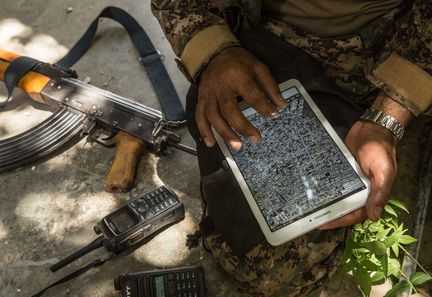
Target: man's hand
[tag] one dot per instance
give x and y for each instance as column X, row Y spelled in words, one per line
column 233, row 73
column 374, row 148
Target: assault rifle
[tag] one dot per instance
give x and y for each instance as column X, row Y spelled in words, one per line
column 83, row 109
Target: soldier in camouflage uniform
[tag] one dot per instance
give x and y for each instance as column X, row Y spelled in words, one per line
column 357, row 63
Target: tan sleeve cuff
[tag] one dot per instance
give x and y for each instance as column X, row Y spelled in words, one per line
column 405, row 82
column 204, row 45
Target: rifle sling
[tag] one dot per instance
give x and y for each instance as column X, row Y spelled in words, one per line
column 149, row 57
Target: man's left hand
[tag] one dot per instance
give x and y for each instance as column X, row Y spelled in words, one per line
column 374, row 148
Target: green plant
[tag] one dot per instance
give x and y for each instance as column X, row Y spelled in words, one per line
column 372, row 253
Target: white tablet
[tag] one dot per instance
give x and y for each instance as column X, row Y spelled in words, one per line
column 301, row 175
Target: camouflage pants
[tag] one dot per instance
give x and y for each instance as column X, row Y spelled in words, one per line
column 300, row 266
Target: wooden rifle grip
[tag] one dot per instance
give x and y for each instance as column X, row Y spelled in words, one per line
column 122, row 173
column 32, row 83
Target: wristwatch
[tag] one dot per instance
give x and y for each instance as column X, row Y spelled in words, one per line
column 384, row 120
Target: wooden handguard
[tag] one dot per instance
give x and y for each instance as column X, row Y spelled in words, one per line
column 122, row 173
column 32, row 83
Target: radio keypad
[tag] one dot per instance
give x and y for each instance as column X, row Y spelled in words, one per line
column 182, row 284
column 154, row 203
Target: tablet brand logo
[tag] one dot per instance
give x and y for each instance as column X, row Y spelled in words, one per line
column 323, row 214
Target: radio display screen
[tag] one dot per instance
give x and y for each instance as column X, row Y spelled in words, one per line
column 122, row 220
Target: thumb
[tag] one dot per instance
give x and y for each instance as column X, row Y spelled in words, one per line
column 381, row 175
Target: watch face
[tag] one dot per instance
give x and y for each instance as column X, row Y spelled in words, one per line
column 384, row 120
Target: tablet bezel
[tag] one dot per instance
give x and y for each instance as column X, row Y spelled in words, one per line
column 316, row 218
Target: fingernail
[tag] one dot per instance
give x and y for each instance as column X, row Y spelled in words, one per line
column 281, row 98
column 377, row 212
column 235, row 145
column 207, row 141
column 254, row 139
column 274, row 115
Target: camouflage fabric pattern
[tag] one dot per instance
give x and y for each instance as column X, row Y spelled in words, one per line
column 300, row 266
column 182, row 19
column 349, row 60
column 296, row 268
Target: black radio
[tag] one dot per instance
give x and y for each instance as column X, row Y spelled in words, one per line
column 129, row 225
column 139, row 219
column 175, row 282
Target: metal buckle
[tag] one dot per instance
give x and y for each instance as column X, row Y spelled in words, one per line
column 153, row 57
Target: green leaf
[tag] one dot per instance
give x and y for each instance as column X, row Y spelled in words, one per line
column 379, row 275
column 395, row 249
column 376, row 247
column 390, row 210
column 400, row 287
column 359, row 252
column 370, row 266
column 393, row 267
column 363, row 279
column 398, row 204
column 420, row 278
column 383, row 233
column 393, row 239
column 346, row 267
column 406, row 239
column 384, row 264
column 375, row 227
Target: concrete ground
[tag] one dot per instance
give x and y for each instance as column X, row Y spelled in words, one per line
column 48, row 210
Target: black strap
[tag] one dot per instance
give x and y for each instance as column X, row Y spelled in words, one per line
column 148, row 56
column 74, row 274
column 15, row 71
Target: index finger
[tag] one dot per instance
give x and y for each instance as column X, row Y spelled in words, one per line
column 250, row 92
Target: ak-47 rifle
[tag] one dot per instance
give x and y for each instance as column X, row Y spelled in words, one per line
column 83, row 109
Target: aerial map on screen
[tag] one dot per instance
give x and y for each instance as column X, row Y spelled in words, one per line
column 296, row 168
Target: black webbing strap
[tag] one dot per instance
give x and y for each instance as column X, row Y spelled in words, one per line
column 74, row 274
column 148, row 56
column 15, row 71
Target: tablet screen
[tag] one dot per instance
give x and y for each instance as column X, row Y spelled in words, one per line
column 297, row 168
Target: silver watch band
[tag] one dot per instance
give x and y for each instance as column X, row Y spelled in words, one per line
column 384, row 120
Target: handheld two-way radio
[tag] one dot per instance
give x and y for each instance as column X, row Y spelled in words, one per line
column 127, row 228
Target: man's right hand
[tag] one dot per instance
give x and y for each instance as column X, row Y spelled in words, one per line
column 232, row 73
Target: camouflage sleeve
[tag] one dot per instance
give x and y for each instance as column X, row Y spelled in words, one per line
column 194, row 31
column 404, row 68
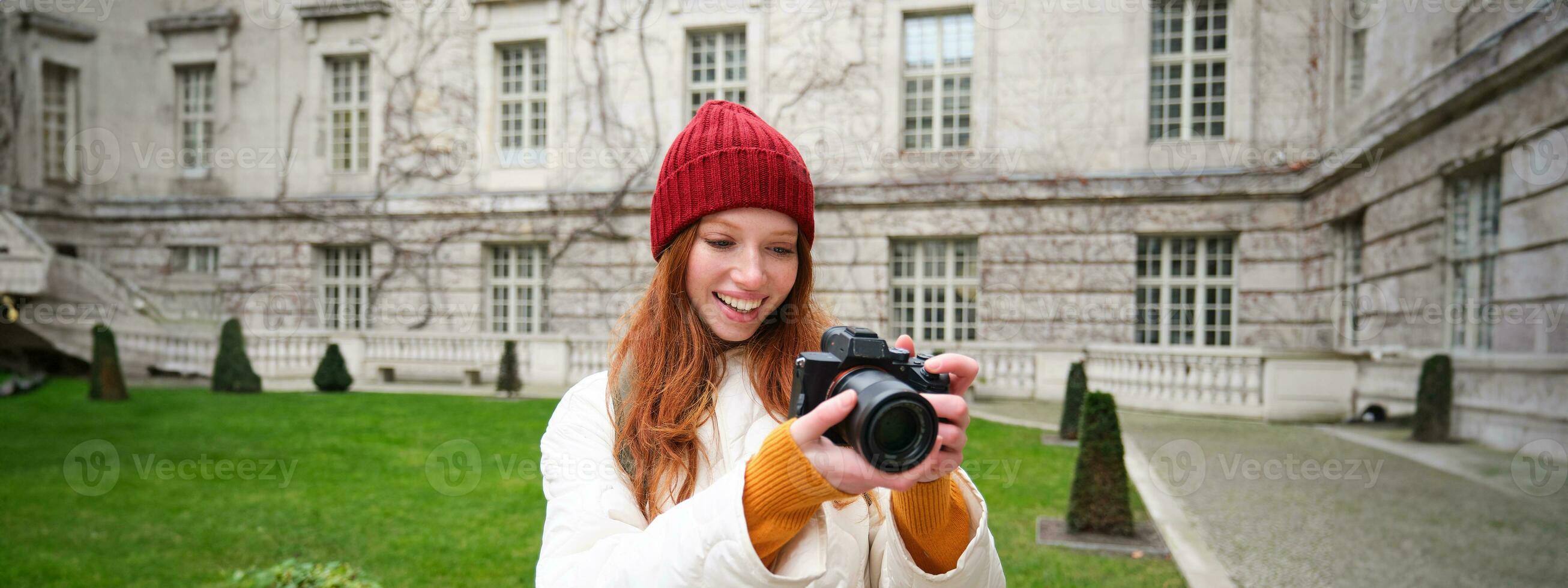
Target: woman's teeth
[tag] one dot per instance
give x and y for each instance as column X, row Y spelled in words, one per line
column 739, row 305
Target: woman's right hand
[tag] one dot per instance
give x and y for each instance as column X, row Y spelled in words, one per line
column 842, row 466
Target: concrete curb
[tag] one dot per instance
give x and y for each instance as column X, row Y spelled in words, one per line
column 1010, row 421
column 1426, row 458
column 1192, row 554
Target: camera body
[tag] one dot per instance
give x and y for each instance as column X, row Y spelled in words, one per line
column 891, row 424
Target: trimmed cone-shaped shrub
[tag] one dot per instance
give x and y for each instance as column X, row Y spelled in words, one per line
column 1073, row 400
column 109, row 382
column 510, row 380
column 1100, row 502
column 232, row 372
column 331, row 374
column 1434, row 400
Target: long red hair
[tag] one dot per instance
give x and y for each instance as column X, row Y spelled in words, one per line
column 673, row 366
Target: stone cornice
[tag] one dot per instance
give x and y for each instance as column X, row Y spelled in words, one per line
column 55, row 26
column 217, row 18
column 342, row 8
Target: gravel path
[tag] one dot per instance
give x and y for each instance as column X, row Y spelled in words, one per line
column 1286, row 505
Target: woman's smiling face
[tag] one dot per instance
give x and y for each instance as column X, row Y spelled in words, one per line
column 741, row 269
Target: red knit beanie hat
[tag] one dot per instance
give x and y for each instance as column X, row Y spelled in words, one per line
column 726, row 159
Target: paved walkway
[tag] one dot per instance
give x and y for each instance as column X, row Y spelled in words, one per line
column 1344, row 505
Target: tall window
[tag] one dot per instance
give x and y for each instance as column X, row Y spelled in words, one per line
column 193, row 259
column 719, row 67
column 523, row 98
column 1187, row 70
column 58, row 107
column 1348, row 248
column 344, row 286
column 195, row 115
column 1355, row 46
column 935, row 289
column 1473, row 254
column 350, row 106
column 938, row 63
column 1186, row 290
column 516, row 289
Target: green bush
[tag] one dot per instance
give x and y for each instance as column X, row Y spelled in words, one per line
column 1072, row 402
column 1100, row 500
column 1434, row 400
column 331, row 374
column 303, row 574
column 232, row 372
column 109, row 382
column 510, row 380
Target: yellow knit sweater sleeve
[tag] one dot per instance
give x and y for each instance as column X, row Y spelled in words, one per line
column 783, row 490
column 933, row 523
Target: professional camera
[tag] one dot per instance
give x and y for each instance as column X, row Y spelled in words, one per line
column 891, row 425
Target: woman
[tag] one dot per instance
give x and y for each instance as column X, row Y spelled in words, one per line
column 673, row 468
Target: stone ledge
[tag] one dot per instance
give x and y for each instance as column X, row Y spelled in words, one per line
column 55, row 26
column 342, row 8
column 184, row 22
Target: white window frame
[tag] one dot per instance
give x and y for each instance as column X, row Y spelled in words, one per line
column 60, row 116
column 926, row 281
column 943, row 113
column 1187, row 62
column 344, row 286
column 1474, row 201
column 200, row 259
column 723, row 54
column 349, row 113
column 1349, row 254
column 516, row 298
column 1164, row 283
column 195, row 116
column 1357, row 29
column 521, row 96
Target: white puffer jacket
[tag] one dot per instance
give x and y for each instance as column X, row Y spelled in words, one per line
column 596, row 537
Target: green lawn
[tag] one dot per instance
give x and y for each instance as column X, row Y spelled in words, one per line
column 357, row 491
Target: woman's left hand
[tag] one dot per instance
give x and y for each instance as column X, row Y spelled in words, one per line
column 962, row 372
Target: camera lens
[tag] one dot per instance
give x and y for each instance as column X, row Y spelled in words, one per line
column 891, row 425
column 897, row 428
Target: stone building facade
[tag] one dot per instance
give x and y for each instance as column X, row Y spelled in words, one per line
column 1243, row 208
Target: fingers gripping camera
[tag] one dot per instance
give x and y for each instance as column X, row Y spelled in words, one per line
column 891, row 425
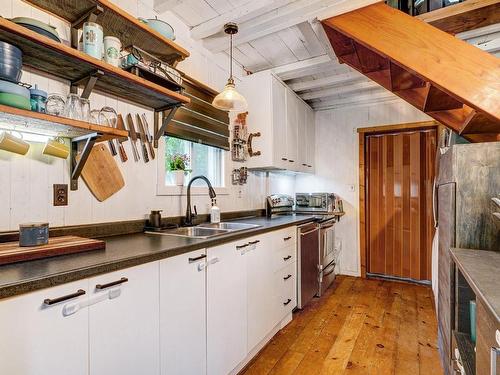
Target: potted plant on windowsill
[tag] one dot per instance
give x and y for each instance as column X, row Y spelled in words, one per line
column 177, row 164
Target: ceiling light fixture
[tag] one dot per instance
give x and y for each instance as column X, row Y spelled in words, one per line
column 230, row 99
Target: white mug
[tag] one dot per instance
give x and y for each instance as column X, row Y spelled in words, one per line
column 112, row 48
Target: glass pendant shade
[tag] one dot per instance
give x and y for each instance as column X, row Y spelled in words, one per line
column 230, row 99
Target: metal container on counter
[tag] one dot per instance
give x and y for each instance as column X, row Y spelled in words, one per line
column 33, row 234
---*---
● The task
List as a numbered list, omitting blank lines, the lines of the rows above starting at the line containing "Target: green bush" and ending at the line containing "column 933, row 523", both included.

● Written solution
1. Target: green bush
2. [tag] one dot per instance
3. give x and y for each instance as column X, row Y spelled in words, one per line
4. column 1072, row 402
5. column 1100, row 500
6. column 1434, row 400
7. column 331, row 374
8. column 303, row 574
9. column 232, row 372
10. column 109, row 382
11. column 510, row 380
12. Target: yellow knit sweater sleeve
13. [tag] one dot per instance
14. give x and y for each instance as column X, row Y spelled in words, one per line
15. column 783, row 490
16. column 933, row 523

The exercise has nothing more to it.